== Source text ==
--------

Thursday, December 18, 2008

Sun Ra Speaks

You got to watch these piano players from Alabama. Here's Sun Ra, as quoted in Graham Lock's fine book, Blutopia:
"The impossible attracts me, because everything possible has been done and the world didn't change.

Tuesday, December 9, 2008

Christmas with T99

Seasons Greetings to all -- in the form of another unreleased track (now offline) by the great Jimmy T99 Nelson, with yours truly on piano.

Tuesday, November 25, 2008

Jack Knifed and Wasco'd

When Junior Brown first appeared on Austin City Limits back in 1995, he probably had no idea that one of the best male country singers to come along since George Jones was sitting right behind him on the stage, playing drums.

I can't really blame Junior for the oversight. I've been guilty of the same thing myself.

Paul deLay and I both had Jeff Minnick in our bands. We'd let him sing one, maybe two songs a night. The dance floor would invariably fill right up, but I guess we thought that was just because the songs had a good groove. (Shows how much we knew.)

I did know Jeff was a good writer. Artists like Gary Primich had recorded his tunes. I even sang one of them myself ("This Place Has Changed") on my last CD, Serve Me Right to Shuffle.

Now Minnick has really gone and done it. He's got his own band together, and it's top-notch. The outfit calls itself The Wasco Brothers, and they record for Portland's brand-new PsycheDelta Records label, where they know what they're doing.

The talent in this band is deep and wide. You can hear a couple of tracks on their web site, or you can go straight to CD Baby and get a copy. Trust me, you're not going to find this album in the cut-out bins.

By the way, the CD is on iTunes as well.

Hardly anyone is writing songs this good, nobody could sing or play them better than these guys do.

I didn't really expect records to ever sound like this again.

Wednesday, November 19, 2008

Takin' a Trip Down Highway 99

This coming Friday, Nov. 21, I'll be playing in Seattle at Highway 99 Blues Club. Last time I played Highway 99 was a few years back, with Paul deLay.

This time I'll be joined onstage by Jim, Les & Jeff from Becky Sue & Her Big Rockin' Daddies, one of my all-time favorite bands, plus Peter Dammann from the deLay band on guitar.

We plan to get started at 9:00 p.m. and rock on "as long as the flavor lasts."

Tuesday, November 11, 2008

The Open Door

Why would anyone need to plow through an open door?
"If there is an open door in '12 or four years later, and if it is something that is going to be good for my family, for my state, for my nation, an opportunity for me, then I'll plow through that door."

--------

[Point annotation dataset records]
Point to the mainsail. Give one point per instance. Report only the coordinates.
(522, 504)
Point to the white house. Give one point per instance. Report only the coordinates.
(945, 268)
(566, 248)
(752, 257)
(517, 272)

--------

== Exercise set ==
a. Echo the blog excerpt word for word between "Now Minnick has" and "like this again.", inclusive.
b. Identify every line in the records containing the word "Report" and copy each of those lines in full.
The blog excerpt and the records have no connection to each other.

== Final answers ==
a.
Now Minnick has really gone and done it. He's got his own band together, and it's top-notch. The outfit calls itself The Wasco Brothers, and they record for Portland's brand-new PsycheDelta Records label, where they know what they're doing.

The talent in this band is deep and wide. You can hear a couple of tracks on their web site, or you can go straight to CD Baby and get a copy. Trust me, you're not going to find this album in the cut-out bins.

By the way, the CD is on iTunes as well.

Hardly anyone is writing songs this good, nobody could sing or play them better than these guys do.

I didn't really expect records to ever sound like this again.

b.
Point to the mainsail. Give one point per instance. Report only the coordinates.
Point to the white house. Give one point per instance. Report only the coordinates.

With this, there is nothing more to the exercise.